Required work:
Pull out every line in the entries below that contains the string "span", and copy each one unchanged.

Record list:
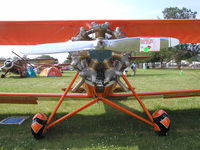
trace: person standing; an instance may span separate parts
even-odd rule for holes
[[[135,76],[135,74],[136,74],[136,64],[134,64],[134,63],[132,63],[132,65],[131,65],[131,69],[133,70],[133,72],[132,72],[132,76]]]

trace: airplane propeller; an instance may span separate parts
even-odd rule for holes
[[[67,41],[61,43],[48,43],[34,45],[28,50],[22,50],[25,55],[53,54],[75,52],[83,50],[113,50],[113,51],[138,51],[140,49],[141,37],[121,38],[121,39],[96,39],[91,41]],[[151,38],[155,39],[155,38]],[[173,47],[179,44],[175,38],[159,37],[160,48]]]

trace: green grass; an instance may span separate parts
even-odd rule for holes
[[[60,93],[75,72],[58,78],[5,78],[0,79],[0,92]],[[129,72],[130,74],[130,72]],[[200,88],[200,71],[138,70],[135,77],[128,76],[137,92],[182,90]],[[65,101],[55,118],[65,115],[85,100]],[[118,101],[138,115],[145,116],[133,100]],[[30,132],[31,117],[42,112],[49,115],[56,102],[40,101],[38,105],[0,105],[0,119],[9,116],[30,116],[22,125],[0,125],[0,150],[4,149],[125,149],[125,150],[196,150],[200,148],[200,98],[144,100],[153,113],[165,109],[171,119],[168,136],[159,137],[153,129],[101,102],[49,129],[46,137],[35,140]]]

==

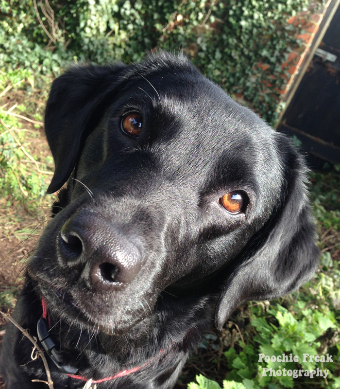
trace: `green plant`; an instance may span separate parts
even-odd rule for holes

Result:
trace: person standing; an instance may span separate parts
trace: airplane propeller; an instance may span separate parts
trace: green grass; an instance may span separate parts
trace: `green plant`; an instance may span separate parts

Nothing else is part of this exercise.